▸ **Extracto de página**

Ese impulso se desvanece, a partir de 2008, cuando la demanda interna queda
como único sostén de las economías de los países, poniendo en tela de juicio la
validez permanente de las estrategias exportadoras. El crecimiento hacia afuera
seguirá cediendo el papel privilegiado que tuviera en el pasado a menos que
milagrosamente se logren acuerdos innovadores, equitativos, en la economía
internacional y se cierren desajustes insostenibles.
Hicimos
nuestro el aserto de que la competencia de mercados es siempre buena en tanto
hermana calidad y eficiencia con precios inmejorables. Hay razones para exaltar ese
objetivo, excepto cuando se le usa más de la cuenta para empobrecer las
finanzas públicas o segregar del bienestar económico a grupos humanos. Hoy se
compite para multiplicar los paraísos fiscales, para mermar el aporte
impositivo de las empresas (de 49 a 24 por ciento, en el promedio del primer
mundo) y para acortar, en consecuencia, los derechos y accesos a los servicios
sociales básicos (educación, salud, jubilaciones). Contra toda evidencia
empírica se compite fiscalmente con la esperanza de atraer inversiones propias
o ajenas, reales o de papel. En ese entendimiento ya son notorias en países la
reducción de tarifas y de la progresividad impositiva al acercarse que los
salarios paguen tributos mayores a los de las utilidades.
En
términos más generales, al abrazar el neoliberalismo pusimos enorme confianza
en que la libertad del mercado resolvería las encrucijadas de nuestro
desarrollo. Pareció aceptable perder algo o mucho de la soberanía de los
estados-nación. Al efecto, con alto costo político desmantelamos las
estrategias e instituciones proteccionistas, sociales y hasta las del
corporativismo, instituciones que poco a poco se habían erigido con finalidades
igualitarias o de desarrollo por más que reconocieran errores y exageraciones.
Las consecuencias están a la vista, logramos incorporar al país a la
integración económica global y reducir un tanto la inflación al costo de abatir
en dos tercios la tasa de crecimiento y de permitir desigualdades distributivas
enormes. Las deficiencias subsecuentes en materia de representatividad política
todavía imprimen tumbos y estorban a nuestra incipiente democracia.
Con todo,
el golpe más fuerte a la constelación de creencias que alimentaron y alimentan
a nuestra política de desarrollo y al proceso global de integración de mercados
surge cuando el país líder del mundo, Estados Unidos, opta por una suerte de
proteccionismo para enjugar sus enormes desequilibrios de pagos y su
desindustrialización. La pugna con China, la negativa a participar en arreglos
multinacionales de comercio, la renegociación del Tratado de Libre Comercio de
América del Norte, el debilitamiento deliberado de la Organización Mundial del
Comercio son otras manifestaciones de ese fenómeno que trastoca certidumbres
básicas del orden económico internacional.
No sólo
dentro de los países, ideas, estrategias e instituciones resultan candidatos a
la remodelación, otro tanto ocurre a escala universal. Basta un ejemplo: la
OTAN, organización creada por Occidente para contener el expansionismo
político, económico y militar de la vieja Unión Soviética, a duras penas
mantiene la racionalidad de sus empeños en la nueva configuración de los
poderes hegemónicos del mundo.

▸ **Extracto de datos**
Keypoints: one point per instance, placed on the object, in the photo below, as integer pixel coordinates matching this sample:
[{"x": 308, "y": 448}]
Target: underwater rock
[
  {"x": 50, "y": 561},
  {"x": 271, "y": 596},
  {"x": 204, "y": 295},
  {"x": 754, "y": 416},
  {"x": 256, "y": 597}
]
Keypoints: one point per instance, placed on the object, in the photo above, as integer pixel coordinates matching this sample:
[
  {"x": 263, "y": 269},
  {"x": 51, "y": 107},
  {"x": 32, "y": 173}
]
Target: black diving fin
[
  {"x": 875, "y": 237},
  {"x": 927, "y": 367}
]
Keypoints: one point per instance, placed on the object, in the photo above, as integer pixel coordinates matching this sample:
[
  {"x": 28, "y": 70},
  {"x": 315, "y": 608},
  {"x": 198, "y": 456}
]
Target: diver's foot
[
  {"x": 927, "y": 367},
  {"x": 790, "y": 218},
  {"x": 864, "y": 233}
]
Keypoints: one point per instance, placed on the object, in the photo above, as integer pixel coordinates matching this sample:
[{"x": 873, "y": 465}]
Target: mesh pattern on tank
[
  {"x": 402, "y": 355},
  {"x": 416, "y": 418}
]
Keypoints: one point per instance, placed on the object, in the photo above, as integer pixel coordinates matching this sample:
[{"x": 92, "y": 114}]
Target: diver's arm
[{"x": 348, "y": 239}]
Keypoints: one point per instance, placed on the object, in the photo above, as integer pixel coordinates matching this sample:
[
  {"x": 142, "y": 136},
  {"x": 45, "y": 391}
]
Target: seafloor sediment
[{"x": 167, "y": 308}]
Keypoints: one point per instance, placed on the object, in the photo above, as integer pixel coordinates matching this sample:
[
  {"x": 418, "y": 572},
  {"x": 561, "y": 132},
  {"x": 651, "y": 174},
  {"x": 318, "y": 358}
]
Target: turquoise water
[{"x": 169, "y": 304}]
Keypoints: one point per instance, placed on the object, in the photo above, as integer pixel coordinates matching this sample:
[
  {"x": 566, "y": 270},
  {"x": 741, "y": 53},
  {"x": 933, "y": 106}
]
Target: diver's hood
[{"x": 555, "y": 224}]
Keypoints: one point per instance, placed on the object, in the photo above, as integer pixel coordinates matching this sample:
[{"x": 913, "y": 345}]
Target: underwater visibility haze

▸ **Tareas pendientes**
A) Copia literalmente el fragmento del texto sobre el neoliberalismo que comienza con las palabras "Las consecuencias están" y termina con "nuestra incipiente democracia.".
B) Localiza en los registros todas las líneas donde aparece la cadena "Target" y cópialas completas.

▸ **Respuestas**
A)
Las consecuencias están a la vista, logramos incorporar al país a la
integración económica global y reducir un tanto la inflación al costo de abatir
en dos tercios la tasa de crecimiento y de permitir desigualdades distributivas
enormes. Las deficiencias subsecuentes en materia de representatividad política
todavía imprimen tumbos y estorban a nuestra incipiente democracia.

B)
Target: underwater rock
Target: black diving fin
Target: diver's foot
Target: mesh pattern on tank
Target: diver's arm
Target: seafloor sediment
Target: turquoise water
Target: diver's hood
Target: underwater visibility haze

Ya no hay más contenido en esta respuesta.